### Quoted text

• • • • •

Russian spy poisoning first case of radioactive terror in West

In the classic Russian spy novel "Under Western Eyes" Joseph Conrad wrote: "The illogicality of their attitude, the arbitrariness of their conclusions, the frequency of the exceptional…" - these are only a few of the character traits he attributed to the "Russian soul."

 

The book was published in London in 1911 and presented readers with a complex plot that included espionage, counter espionage, informants, assassinations and romance throughout Russia and the Russian community in Western Europe.

 

The message of the book was chilling: You Westerners don't try understanding Russia and its conduct, it is a riddle shrouded in mystery and you will not be able to decipher it: "… oppressed society where the noblest aspirations of humanity… prostituted to the lusts of hate and fear, the inseparable companions of an uneasy despotism."

 

It's difficult not recalling Conrad's book in face of the targeted killing of Alexander Litvinenko, the former KGB spy who was poisoned by radioactive polonium-210 on British territory.

 

Polonium, an extremely rare element, was first discovered in 1898 by the couple Maria Curie Skłodowska and her husband Pierre. Curie Skłodowska was a controversial scientist who became the first two-time Nobel laureate in two different fields of science (physics and chemistry.) She named polonium after her beloved homeland, Poland, which was under Russian occupation at the time.

 

Weapon of mass destruction

The fatal isotope can only be produced by sovereign states with nuclear reactors and sophisticated laboratories. A single gram of the substance is enough to poison one hundred million people; it is the type of poisoning that has no cure.

 

Polonium 210 is therefore a weapon of mass destruction, and its use by agents of one of Russia's intelligence wings is the first case of a nuclear-radioactive terror perpetrated on Western territory.

 

Yelena Georgevna Bonner, a human rights activist in the former Soviet Union and widow of the late Andrei Sakharov, described the assassination as a new type of Chernobyl, and warned the West against nuclear war Russian style.

 

But in the West as in the West, it prefers turning a blind eye to what is blatantly clear. Police forces are investigating the affair in secret, governments are hesitant and the media is proposing unfounded conspiracies.

 

How is it possible, ask the naïve statesmen and commentators, that the ruling Russian government, with clear interests in developing fruitful commercial ties with the West and aspirations to be viewed as moderate, would dispatch murderers to the heart of Europe with such a dangerous substance that leaves such a distinct trail?

• • • • •

[Data listing]
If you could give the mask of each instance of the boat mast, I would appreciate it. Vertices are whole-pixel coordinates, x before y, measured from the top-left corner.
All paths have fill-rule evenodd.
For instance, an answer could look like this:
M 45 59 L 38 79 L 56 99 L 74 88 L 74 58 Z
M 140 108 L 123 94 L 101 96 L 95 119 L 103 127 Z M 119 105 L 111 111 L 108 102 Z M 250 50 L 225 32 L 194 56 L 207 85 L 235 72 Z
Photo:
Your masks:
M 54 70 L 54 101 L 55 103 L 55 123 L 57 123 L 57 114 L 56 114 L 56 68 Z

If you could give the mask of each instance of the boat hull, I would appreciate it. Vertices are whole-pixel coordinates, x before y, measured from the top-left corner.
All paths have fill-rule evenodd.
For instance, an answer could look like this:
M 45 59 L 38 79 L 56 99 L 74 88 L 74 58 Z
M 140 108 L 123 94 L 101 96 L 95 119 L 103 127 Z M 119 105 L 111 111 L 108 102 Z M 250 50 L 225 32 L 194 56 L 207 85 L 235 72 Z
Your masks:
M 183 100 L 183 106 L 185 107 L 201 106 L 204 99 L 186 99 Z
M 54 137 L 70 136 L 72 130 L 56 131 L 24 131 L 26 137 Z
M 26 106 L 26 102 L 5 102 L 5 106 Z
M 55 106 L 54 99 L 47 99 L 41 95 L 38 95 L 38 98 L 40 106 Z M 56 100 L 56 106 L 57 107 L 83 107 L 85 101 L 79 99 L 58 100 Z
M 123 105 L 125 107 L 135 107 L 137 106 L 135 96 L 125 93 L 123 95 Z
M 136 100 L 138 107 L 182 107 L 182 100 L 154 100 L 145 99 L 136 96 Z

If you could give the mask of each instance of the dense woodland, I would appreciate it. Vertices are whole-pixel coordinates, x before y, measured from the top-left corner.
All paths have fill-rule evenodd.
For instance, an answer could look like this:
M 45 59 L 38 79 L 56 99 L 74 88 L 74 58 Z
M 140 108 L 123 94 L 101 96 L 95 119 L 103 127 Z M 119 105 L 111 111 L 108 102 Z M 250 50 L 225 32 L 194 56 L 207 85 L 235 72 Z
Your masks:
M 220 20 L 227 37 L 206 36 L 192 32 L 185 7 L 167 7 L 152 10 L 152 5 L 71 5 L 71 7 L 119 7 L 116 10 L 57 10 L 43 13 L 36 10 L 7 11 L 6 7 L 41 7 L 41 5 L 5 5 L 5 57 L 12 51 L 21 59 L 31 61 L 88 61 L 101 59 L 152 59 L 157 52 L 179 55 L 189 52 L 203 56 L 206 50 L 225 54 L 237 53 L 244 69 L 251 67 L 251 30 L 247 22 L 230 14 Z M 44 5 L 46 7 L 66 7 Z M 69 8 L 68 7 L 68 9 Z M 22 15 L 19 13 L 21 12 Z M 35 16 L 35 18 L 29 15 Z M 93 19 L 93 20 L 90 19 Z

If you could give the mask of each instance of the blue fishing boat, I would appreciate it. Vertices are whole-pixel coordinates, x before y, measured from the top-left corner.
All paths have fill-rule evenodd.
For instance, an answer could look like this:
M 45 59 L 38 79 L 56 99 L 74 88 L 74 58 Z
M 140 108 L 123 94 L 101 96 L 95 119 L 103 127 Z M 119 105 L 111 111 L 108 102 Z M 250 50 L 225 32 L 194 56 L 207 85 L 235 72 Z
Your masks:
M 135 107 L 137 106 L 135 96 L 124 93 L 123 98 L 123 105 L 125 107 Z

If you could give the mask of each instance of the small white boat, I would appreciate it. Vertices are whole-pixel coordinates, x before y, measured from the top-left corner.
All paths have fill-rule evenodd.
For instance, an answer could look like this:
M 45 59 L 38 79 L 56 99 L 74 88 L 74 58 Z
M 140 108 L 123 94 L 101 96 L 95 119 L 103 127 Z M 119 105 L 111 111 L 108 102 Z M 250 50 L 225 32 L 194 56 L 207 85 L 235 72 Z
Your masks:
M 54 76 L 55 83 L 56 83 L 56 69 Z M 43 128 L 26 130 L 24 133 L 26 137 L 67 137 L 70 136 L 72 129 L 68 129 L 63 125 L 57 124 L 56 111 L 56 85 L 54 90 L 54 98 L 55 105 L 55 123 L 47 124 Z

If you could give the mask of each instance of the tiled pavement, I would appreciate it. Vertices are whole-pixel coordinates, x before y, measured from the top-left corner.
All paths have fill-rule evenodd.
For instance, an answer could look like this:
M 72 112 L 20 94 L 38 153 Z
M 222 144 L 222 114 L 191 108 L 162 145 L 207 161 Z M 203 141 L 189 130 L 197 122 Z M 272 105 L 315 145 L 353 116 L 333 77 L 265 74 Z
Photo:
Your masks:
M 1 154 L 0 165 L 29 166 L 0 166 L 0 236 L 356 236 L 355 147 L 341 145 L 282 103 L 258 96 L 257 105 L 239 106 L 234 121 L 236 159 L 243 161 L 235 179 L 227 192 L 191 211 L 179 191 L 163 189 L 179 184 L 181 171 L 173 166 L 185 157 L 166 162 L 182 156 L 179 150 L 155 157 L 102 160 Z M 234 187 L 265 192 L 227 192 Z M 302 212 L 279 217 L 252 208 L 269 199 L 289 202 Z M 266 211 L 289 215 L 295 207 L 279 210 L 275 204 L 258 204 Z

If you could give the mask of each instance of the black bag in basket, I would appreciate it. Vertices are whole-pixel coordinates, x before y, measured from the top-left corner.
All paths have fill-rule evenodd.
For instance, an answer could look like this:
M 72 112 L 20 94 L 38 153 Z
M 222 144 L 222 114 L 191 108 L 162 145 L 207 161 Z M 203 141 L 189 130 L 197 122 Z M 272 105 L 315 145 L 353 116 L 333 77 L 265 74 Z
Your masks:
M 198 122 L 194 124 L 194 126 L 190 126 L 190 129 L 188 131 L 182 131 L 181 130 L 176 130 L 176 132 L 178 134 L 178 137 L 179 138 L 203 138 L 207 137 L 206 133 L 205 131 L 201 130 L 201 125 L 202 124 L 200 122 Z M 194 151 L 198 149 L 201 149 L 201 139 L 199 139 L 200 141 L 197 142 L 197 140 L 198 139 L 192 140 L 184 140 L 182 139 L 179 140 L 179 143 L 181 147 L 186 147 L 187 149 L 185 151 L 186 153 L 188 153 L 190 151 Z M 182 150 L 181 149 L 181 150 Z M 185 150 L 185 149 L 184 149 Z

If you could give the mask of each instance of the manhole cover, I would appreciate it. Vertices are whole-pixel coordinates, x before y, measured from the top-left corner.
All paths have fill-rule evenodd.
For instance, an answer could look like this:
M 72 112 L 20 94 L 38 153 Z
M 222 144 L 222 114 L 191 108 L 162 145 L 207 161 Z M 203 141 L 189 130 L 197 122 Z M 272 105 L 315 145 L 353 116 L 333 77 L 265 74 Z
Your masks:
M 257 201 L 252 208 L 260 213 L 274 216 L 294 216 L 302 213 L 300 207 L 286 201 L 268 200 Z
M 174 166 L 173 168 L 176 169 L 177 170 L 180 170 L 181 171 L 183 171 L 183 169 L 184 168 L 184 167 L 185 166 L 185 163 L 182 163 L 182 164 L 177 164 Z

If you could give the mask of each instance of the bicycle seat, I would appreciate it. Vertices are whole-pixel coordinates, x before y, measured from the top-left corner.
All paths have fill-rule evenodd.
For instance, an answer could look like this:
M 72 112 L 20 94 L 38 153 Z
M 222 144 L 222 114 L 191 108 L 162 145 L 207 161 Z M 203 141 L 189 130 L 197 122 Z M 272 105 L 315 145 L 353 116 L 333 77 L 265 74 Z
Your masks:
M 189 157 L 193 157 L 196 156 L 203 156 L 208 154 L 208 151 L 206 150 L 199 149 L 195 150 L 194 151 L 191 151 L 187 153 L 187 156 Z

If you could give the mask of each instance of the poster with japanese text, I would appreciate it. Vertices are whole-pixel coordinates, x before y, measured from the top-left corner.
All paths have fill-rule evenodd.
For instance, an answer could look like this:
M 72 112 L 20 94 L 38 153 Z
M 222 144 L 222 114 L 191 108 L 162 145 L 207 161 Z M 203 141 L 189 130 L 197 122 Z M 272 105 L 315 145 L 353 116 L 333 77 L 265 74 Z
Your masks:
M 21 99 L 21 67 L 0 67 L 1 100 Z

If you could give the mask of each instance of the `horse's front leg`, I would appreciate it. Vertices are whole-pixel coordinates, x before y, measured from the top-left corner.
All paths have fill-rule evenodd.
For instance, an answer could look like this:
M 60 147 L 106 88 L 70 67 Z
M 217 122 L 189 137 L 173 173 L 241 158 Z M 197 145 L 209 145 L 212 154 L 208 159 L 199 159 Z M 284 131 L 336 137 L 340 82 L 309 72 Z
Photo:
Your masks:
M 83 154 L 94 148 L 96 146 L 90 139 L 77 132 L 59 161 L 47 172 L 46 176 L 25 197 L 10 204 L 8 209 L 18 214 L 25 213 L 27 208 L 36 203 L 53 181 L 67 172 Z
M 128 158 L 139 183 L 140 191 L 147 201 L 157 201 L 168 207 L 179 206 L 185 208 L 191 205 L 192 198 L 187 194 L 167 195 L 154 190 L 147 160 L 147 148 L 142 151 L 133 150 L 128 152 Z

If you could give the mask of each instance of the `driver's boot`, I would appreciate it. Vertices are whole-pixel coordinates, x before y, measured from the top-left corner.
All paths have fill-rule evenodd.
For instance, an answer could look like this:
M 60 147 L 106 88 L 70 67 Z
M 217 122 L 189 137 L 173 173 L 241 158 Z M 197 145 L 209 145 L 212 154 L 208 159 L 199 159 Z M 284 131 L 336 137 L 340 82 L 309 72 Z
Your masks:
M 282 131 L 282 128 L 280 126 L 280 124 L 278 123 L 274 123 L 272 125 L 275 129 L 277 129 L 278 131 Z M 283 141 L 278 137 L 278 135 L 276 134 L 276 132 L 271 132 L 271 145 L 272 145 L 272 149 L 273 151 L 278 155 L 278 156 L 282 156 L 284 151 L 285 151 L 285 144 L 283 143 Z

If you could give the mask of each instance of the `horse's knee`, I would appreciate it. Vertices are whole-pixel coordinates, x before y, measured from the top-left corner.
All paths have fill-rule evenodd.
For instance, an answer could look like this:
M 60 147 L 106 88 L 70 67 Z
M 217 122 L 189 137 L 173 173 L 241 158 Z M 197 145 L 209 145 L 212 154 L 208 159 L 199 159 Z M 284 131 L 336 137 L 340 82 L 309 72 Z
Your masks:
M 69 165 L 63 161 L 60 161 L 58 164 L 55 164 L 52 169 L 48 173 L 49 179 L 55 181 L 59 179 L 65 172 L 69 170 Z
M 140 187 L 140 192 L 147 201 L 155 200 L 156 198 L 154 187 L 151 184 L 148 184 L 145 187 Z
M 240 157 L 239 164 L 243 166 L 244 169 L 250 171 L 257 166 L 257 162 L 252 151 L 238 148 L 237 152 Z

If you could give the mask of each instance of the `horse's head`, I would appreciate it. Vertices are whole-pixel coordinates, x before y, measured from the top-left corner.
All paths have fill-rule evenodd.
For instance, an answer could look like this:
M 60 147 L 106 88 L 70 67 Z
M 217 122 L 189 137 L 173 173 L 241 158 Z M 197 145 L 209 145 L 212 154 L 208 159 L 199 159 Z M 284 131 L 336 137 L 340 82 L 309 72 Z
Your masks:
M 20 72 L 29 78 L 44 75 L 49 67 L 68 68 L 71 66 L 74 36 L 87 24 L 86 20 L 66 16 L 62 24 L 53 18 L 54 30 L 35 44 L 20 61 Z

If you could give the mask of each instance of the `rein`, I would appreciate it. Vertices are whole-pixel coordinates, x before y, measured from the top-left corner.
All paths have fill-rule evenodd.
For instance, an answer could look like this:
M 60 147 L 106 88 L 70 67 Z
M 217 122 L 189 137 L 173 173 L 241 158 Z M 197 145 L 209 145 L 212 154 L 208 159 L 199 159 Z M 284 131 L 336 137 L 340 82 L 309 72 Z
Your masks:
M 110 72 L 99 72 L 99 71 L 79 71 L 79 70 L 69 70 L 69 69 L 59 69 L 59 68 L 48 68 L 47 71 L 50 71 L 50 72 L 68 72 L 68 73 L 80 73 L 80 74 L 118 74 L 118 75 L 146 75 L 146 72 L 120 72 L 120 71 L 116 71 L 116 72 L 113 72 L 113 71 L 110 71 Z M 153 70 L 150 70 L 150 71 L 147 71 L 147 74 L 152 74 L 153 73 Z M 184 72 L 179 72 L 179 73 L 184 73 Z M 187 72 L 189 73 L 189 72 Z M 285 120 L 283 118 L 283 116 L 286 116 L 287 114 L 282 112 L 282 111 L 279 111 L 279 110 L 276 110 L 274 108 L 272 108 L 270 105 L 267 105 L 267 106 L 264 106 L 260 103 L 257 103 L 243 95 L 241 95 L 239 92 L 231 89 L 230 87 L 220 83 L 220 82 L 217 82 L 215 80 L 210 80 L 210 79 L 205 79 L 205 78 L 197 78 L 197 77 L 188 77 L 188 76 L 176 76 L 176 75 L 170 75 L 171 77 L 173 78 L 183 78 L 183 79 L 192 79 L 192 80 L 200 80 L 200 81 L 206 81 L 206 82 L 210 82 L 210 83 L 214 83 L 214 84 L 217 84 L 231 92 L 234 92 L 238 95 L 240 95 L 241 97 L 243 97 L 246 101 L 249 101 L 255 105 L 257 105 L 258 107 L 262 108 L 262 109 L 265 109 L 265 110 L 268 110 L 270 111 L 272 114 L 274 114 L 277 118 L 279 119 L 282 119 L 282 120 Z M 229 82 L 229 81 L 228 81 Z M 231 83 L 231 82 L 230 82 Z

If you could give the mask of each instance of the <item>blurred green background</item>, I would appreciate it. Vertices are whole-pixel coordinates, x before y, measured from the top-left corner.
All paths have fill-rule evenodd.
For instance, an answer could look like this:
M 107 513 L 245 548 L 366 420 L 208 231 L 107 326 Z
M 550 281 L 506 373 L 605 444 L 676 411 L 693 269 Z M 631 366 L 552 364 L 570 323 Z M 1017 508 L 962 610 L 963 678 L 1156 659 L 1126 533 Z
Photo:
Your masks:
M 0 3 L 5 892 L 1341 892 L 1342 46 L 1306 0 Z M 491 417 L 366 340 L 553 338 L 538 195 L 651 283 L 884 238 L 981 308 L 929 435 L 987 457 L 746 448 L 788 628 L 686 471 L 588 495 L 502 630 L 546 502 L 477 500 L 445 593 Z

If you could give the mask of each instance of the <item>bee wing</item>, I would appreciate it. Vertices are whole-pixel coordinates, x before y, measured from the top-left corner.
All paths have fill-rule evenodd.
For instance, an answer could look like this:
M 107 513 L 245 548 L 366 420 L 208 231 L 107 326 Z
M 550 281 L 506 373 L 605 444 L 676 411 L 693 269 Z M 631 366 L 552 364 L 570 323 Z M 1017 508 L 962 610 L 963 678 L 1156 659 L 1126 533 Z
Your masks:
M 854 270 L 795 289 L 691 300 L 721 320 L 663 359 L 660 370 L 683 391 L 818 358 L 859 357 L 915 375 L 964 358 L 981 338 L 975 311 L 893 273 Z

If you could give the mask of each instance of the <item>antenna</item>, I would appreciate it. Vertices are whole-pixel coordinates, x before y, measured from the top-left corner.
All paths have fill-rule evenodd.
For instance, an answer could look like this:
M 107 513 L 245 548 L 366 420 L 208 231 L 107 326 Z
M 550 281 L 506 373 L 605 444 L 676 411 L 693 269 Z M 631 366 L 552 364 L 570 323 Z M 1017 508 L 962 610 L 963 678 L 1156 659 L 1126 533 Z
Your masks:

• • • • •

### Complete the following
[a] Answer these questions about the article on the Litvinenko poisoning, one per line:
(i) In what city and year was "Under Western Eyes" published?
(ii) Who first discovered polonium, and in what year?
(iii) What did Yelena Georgevna Bonner call the assassination?
[b] Carry on the article on the Litvinenko poisoning, starting right after its last sentence.

### The answers
[a]
(i) London, 1911
(ii) Maria Curie Skłodowska and her husband Pierre, in 1898
(iii) A new type of Chernobyl

[b]
 

This could indeed be the case. The Russian assassination culture is void of Western logic, as articulated by Conrad and reiterated by historian Simon Sebag Montefiore in his book "Stalin - The Court of the Red Tsar."

 

Montefiore terms Bolshevik communism as "a social system based on blood letting," and concludes that Stalin and members of the Soviet leadership, killed enthusiastically, cheaply, almost joyfully…

 

Tyrannical curse still exists?

With the collapse of communism, there was a brief period where there was hope that Russia had finally succeeded in ridding itself of the tyrannical curse. This was apparently false hope. Ghosts of the tyrannical-dictatorial past have raised their heads, primarily because contrary to other east European countries, the Russians never settled scores with their past and murderers.

 

Russia is currently the only country actually being run by a gang of former colonels and agents from the era of the Soviet security establishment; it is only natural, therefore, that for political purposes and intimidation they are using the only means they are familiar with: Showcase killings.

 

In Conrad's book "Under Western Eyes" he noted that the only thing that changed in Russia since the transition from the Tsarist rule to the communist rule was a change of name. His book also includes this prophetic statement:

 

The oppressors and the oppressed are all Russians together; and the world is brought once more face to face with the truth of the saying that the tiger cannot change his stripes nor the leopard his spots.